* [EXERCISE DATA]
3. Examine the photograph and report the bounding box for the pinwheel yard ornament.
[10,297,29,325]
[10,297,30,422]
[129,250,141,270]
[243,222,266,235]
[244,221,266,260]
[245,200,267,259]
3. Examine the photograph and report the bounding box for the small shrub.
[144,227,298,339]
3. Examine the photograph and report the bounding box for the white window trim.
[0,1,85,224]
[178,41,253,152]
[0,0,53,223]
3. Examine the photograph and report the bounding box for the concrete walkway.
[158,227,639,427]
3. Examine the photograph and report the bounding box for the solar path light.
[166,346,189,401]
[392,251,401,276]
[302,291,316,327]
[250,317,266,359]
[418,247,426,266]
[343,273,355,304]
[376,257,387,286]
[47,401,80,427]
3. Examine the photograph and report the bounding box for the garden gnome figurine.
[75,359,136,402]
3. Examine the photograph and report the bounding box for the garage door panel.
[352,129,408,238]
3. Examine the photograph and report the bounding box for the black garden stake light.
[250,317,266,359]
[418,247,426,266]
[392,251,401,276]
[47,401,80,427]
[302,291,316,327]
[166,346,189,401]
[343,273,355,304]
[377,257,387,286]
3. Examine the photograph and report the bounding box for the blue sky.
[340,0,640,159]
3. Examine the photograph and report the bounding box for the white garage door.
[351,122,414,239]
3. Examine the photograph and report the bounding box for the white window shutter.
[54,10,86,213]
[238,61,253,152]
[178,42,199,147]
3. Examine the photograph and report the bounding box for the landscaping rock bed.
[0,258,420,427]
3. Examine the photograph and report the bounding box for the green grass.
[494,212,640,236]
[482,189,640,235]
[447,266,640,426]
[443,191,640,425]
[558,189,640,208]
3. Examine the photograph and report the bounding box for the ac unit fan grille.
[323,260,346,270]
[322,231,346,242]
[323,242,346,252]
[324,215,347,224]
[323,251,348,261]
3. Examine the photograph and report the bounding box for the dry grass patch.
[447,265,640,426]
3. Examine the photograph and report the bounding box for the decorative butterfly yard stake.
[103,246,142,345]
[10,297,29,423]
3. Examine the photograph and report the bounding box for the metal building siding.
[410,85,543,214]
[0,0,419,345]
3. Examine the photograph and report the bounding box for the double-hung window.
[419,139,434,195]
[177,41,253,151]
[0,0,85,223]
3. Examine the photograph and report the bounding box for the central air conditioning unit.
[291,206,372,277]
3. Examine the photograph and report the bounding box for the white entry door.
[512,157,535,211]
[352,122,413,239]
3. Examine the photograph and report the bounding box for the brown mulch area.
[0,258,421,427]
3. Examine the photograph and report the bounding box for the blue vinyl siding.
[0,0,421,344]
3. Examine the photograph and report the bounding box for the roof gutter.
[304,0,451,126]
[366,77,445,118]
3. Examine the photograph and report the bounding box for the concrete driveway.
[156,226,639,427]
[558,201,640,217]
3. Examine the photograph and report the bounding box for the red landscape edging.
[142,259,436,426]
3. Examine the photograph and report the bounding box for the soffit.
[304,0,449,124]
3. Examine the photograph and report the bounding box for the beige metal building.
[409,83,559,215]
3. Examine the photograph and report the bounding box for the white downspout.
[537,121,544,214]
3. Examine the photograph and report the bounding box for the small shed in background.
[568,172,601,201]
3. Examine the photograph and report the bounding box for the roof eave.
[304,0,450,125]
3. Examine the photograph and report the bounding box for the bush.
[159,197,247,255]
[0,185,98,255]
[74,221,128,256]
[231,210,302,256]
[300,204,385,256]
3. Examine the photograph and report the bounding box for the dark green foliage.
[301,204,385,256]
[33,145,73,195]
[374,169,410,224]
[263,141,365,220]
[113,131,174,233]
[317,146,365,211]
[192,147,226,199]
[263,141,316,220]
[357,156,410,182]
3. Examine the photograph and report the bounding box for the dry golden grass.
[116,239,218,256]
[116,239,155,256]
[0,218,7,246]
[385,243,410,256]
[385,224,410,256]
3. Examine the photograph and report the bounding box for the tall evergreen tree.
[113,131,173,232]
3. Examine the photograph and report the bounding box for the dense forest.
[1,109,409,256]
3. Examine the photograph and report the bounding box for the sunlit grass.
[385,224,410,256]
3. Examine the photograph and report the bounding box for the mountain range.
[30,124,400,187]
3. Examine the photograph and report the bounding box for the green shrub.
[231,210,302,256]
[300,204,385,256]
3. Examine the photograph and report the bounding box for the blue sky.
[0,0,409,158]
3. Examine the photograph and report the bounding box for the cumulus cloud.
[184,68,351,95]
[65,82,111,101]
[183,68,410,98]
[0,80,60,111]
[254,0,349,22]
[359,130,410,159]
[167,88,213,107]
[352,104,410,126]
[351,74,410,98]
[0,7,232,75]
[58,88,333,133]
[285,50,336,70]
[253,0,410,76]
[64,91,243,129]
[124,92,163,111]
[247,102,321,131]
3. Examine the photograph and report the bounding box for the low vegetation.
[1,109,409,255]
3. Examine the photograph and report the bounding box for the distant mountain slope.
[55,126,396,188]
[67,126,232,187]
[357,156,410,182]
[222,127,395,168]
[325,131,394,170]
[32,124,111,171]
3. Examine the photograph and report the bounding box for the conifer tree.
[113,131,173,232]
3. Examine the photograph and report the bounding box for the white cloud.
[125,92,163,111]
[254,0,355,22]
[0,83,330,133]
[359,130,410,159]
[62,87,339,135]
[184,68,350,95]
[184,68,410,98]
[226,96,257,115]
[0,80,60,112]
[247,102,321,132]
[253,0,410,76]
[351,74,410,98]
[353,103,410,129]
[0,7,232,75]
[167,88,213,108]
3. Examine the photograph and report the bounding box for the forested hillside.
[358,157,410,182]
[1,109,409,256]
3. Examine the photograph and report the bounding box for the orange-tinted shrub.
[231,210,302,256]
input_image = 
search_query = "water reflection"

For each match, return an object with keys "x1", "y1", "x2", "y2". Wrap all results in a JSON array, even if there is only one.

* [WORK ORDER] All of the material is to be retyped verbatim.

* [OUTPUT FOR THIS EXERCISE]
3. Examine the photograph and report the bounding box for the pinwheel yard ornament.
[10,297,29,325]
[10,297,30,422]
[129,250,141,270]
[243,222,266,235]
[244,221,266,260]
[245,200,267,259]
3. Examine the photograph and report the bounding box for the small shrub.
[144,227,298,339]
3. Examine the photograph and report the bounding box for the white window trim.
[0,1,85,224]
[178,41,253,152]
[0,0,53,223]
3. Examine the photograph and report the bounding box for the concrete walkway.
[158,227,639,427]
3. Examine the photograph and report the bounding box for the solar path light.
[166,346,189,401]
[392,251,401,276]
[302,291,316,327]
[250,317,266,359]
[418,247,426,266]
[343,273,355,304]
[376,257,387,286]
[47,401,80,427]
3. Examine the photograph and report the bounding box for the garden gnome figurine.
[75,359,136,402]
3. Examine the photograph and report the bounding box for the garage door panel.
[352,129,408,238]
3. Examine the photograph and report the bounding box for the black garden stake light.
[250,317,266,359]
[418,247,426,266]
[392,251,401,276]
[47,401,80,427]
[302,291,316,327]
[166,346,189,401]
[343,273,355,304]
[377,257,387,286]
3. Examine the photograph and report the bounding box for the blue sky.
[340,0,640,159]
3. Examine the photograph and report the bounding box for the white garage door.
[351,122,414,239]
3. Examine the photograph and report the bounding box for the white window shutter.
[54,10,86,213]
[238,61,253,152]
[178,42,199,147]
3. Examine the photograph and report the bounding box for the landscaping rock bed.
[0,258,420,427]
3. Examine the photograph and report the bounding box for the green grass.
[494,212,640,236]
[482,189,640,235]
[447,266,640,426]
[443,191,640,425]
[558,189,640,208]
3. Examine the photograph and report the bounding box for the ac unit fan grille.
[323,260,346,270]
[322,231,346,242]
[323,242,346,252]
[324,215,347,224]
[323,251,348,261]
3. Examine the photograph and report the bounding box for the dry grass patch.
[447,265,640,426]
3. Examine the photograph and report the bounding box for the decorative butterfly yard stake.
[103,246,142,345]
[10,297,29,423]
3. Examine the photograph and report the bounding box for the metal building siding.
[410,85,543,214]
[0,0,419,345]
3. Examine the photograph and report the bounding box for the double-hung window.
[419,139,434,195]
[177,41,253,151]
[0,0,85,223]
3. Examine the photograph and report the bounding box for the central air conditioning unit.
[291,206,372,277]
3. Examine the photograph and report the bounding box for the white entry door.
[512,157,535,211]
[352,122,413,239]
3. Examine the photograph and report the bounding box for the brown mulch area.
[0,258,421,427]
3. Examine the photograph and report the bounding box for the blue vinyl siding.
[0,0,421,344]
3. Examine the photograph and report the bounding box for the roof gutter.
[304,0,451,126]
[366,77,445,118]
3. Examine the photograph and report the bounding box for the concrete driveway.
[156,226,639,427]
[558,201,640,217]
3. Examine the photograph and report the bounding box for the red landscape edging.
[142,259,436,426]
3. Examine the photograph and report the bounding box for the soffit.
[304,0,449,124]
3. Examine the photograph and report the bounding box for the beige metal building.
[409,83,559,215]
3. Examine the photograph and report the bounding box for the white downspout.
[537,121,544,214]
3. Examine the photograph and report the bounding box for the small shed in background.
[568,172,601,201]
3. Examine the photograph and report the bounding box for the roof eave.
[304,0,450,125]
3. Examine the photograph and report the bounding box for the bush.
[159,197,247,255]
[0,185,98,255]
[74,221,128,256]
[231,210,302,256]
[300,204,385,256]
3. Examine the photograph and report the bounding box for the dark green foliage.
[301,204,385,256]
[33,145,73,195]
[374,169,410,224]
[263,141,365,220]
[113,131,174,233]
[317,146,365,211]
[192,147,226,199]
[263,141,316,220]
[357,156,410,182]
3. Examine the photograph and report the bounding box for the dry golden grass.
[116,239,218,256]
[116,239,155,256]
[0,218,7,246]
[385,243,410,256]
[385,224,410,256]
3. Examine the photograph and report the bounding box for the tall evergreen tree.
[113,131,173,232]
3. Examine the photograph and report the bounding box for the dense forest.
[1,109,409,256]
3. Examine the photograph and report the bounding box for the sunlit grass.
[385,224,410,256]
3. Examine the photograph and report the bounding box for the mountain range.
[30,124,400,187]
3. Examine the photograph and report the bounding box for the green shrub.
[231,210,302,256]
[300,204,385,256]
3. Examine the photograph and report the bounding box for the blue sky.
[0,0,409,158]
3. Examine the photograph and report the bounding box for the cumulus cloud.
[184,68,351,95]
[65,82,111,101]
[183,68,410,98]
[0,80,60,111]
[254,0,349,22]
[359,130,410,159]
[167,88,213,107]
[352,104,410,126]
[351,74,410,98]
[0,7,232,75]
[58,88,333,133]
[285,50,336,70]
[253,0,410,76]
[64,91,243,129]
[124,92,163,111]
[247,102,321,131]
3. Examine the photograph and report the bounding box for the low vegetation.
[1,109,409,255]
3. Examine the photograph and report the bounding box for the distant mountain slope.
[55,126,396,188]
[67,126,232,187]
[357,156,410,182]
[222,127,395,168]
[325,131,394,170]
[32,124,111,171]
3. Examine the photograph and report the bounding box for the conifer tree.
[113,131,173,232]
3. Examine the photograph and report the bounding box for the white cloud.
[125,92,163,111]
[254,0,355,22]
[0,83,330,133]
[359,130,410,159]
[62,87,339,135]
[184,68,350,95]
[184,68,410,98]
[226,96,257,115]
[0,80,60,112]
[247,102,321,132]
[253,0,410,76]
[351,74,410,98]
[353,103,410,129]
[0,7,232,75]
[167,88,213,108]
3. Examine the photograph and report the bounding box for the forested hillside.
[358,157,410,182]
[1,109,409,256]
3. Examine the photograph and report the bounding box for the orange-tinted shrub.
[231,210,302,256]
input_image = 
search_query = "water reflection"

For each match, return an object with keys "x1", "y1", "x2", "y2". Wrap all results in a JSON array, even if there is only one.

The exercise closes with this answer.